PROBLEM 1: Could you reproduce the entries from the line containing "hill, that would be most helpful." through the end of the entries, both ends included, substituting "sloping" for "rolling" and leaving everything else unchanged?

EXCERPTED TEXT:
-.-.-

Perhaps the better statement than saying that I believe the pixel-by-pixel method to be accurate for analysis *on any one image* (e.g. versus some other method) may be to say that I trust the pixel-by-pixel method to be robust in principle and accurate in practice when it is used for *comparative* analysis of results from one image versus another.

As time permits, I hope to explore the differences in results between the pixel-by-pixel scan method and ImageLineProfile with a radially defined wave profile. I am certainly intrigued by what might be learned in a side-by-side comparison of results for pixel-by-pixel versus ImageLineProfile using a width=0 as well as in the statistics from ImageLineProfile using a width>0. I am also enticed by the possibility to generate profiles using elliptical or other coordinates as well as to do only partial profiles in angular coordinates.

Thanks!

It seems to me that methods that avoid interpolation cannot be applied to anything but straight (horizontal or vertical) lines.  otherwise you have a tradeoff between interpolating values (bilinear) or deviating from the true mathematical path (Bresenham).  In a way, one can look at this as analogous to trying to draw a nice round circle on a binary image.

I would be interested in any insights you might have on ImageLineProfile.

AG

Here is an updated version. 

* Method = 1 - Pixel by Pixel with Linear Interpolation
* Method = 2 - Pixel by Pixel with Quadratic Interpolation
* Method = 3 - Radial Wave Profile with ImageLineProfile

Function CreateRadialProfile(simg, cx, cy, rmax, method)

-.-.-

PROBLEM 2: Can you continue the forum discussion of radial profiles and ImageLineProfile from where it stops?

RECORDS PROVIDED:
-.-.-

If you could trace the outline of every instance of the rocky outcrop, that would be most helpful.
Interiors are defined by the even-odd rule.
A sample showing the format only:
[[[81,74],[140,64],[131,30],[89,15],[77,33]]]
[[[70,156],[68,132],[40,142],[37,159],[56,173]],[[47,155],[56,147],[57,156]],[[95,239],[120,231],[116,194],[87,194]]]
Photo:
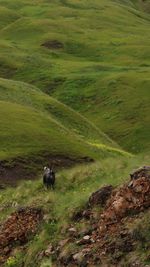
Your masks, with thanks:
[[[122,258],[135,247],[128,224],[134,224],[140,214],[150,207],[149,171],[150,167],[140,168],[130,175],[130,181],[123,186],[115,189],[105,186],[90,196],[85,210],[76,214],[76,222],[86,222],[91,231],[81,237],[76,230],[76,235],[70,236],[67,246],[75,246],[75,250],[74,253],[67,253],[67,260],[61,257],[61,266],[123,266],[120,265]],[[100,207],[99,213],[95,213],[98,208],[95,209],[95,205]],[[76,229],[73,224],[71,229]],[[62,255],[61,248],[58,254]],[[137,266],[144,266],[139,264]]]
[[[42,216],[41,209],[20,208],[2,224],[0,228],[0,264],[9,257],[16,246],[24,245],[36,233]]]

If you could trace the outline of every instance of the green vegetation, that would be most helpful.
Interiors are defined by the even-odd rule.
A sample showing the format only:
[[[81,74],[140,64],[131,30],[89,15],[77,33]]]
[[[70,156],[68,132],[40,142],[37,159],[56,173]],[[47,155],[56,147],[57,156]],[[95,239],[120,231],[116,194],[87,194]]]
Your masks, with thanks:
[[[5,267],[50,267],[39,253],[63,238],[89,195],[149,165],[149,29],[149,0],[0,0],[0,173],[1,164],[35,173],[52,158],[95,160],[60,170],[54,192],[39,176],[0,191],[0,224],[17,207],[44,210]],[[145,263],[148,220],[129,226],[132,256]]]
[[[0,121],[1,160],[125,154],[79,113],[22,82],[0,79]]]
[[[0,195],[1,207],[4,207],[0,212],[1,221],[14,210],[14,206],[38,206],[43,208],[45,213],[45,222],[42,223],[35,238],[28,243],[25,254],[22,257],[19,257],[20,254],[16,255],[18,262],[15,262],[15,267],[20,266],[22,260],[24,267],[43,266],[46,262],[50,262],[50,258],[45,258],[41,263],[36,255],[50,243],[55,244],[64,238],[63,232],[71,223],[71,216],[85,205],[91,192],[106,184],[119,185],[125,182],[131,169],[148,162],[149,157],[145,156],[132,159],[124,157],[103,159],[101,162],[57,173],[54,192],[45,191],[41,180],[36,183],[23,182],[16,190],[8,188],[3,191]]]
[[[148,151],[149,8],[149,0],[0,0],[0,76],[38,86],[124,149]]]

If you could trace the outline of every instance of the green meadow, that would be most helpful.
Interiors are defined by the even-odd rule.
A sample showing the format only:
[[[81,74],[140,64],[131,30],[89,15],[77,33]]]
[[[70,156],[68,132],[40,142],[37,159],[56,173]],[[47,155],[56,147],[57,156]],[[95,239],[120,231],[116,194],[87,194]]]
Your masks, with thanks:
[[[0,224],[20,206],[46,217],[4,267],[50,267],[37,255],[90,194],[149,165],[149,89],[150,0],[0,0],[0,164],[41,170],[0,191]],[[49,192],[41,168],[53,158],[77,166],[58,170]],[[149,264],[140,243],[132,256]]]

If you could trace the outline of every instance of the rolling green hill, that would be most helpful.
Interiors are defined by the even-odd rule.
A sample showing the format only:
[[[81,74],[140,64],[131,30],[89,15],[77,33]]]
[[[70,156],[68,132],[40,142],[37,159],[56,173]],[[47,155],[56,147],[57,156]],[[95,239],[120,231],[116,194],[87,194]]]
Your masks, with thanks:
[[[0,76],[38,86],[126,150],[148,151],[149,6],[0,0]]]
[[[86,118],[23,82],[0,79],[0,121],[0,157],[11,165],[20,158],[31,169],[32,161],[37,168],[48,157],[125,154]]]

-.-.-

WRITTEN ANSWER 1:
If you could trace the outline of every instance of the sloping green hill, that would be most helpful.
Interiors are defined by the even-odd rule.
A sample showing the format only:
[[[81,74],[140,64],[131,30],[89,15],[77,33]]]
[[[70,156],[68,132],[40,142],[37,159],[56,173]],[[47,155],[56,147],[57,156]],[[95,239],[120,231],[116,194],[87,194]]]
Your masks, with thanks:
[[[0,76],[38,86],[126,150],[148,151],[149,6],[0,0]]]
[[[86,118],[23,82],[0,79],[0,121],[0,157],[11,165],[20,158],[31,169],[32,161],[37,168],[48,157],[125,154]]]

WRITTEN ANSWER 2:
    wave simg
    variable cx, cy, rmax, method
   
    variable ix, iy, ixmax, iymax, rpos, rposf, rposc, pmax, wfc
    variable ic, r360, dnT, npts
   
    Make/D/O/N=(rmax+1) M_RadialProfile=0, M_RadialProfileWeights=0, M_RadialFluxProfile=0
    variable/G V_TotalArea, V_TotalIntensity
    V_TotalArea = 0; V_TotalIntensity = 0
   
    if (method == 3)
        make/FREE/D/N=(1) xWave = 0, yWave = 0
        r360 = ceil(360/(2*Pi))
        for (ic=1;ic<rmax+1;ic+=1)
            npts = round(360*ic/r360) + 1
            redimension/N=(npts) xWave, yWave
            dnT = 360/npts
            xWave = cx + ic*cos((0 + p*dnT)*Pi/180)
            yWave = cy + ic*sin((0 + p*dnT)*Pi/180)
            ImageLineProfile xWave=xWave, yWave=yWave, srcwave=simg
            wave W_ImageLineProfile
            M_RadialProfile[ic] = sum(W_ImageLineProfile)
            M_RadialProfileWeights[ic] = numpnts(W_ImageLineProfile)
        endfor
        M_RadialProfileWeights[0] = 1
        M_RadialProfile[0] = simg[cx][cy]
        M_RadialFluxProfile = M_RadialProfile/M_RadialProfileWeights
        V_TotalArea = sum(M_RadialProfileWeights)
        V_TotalIntensity = sum(M_RadialProfile)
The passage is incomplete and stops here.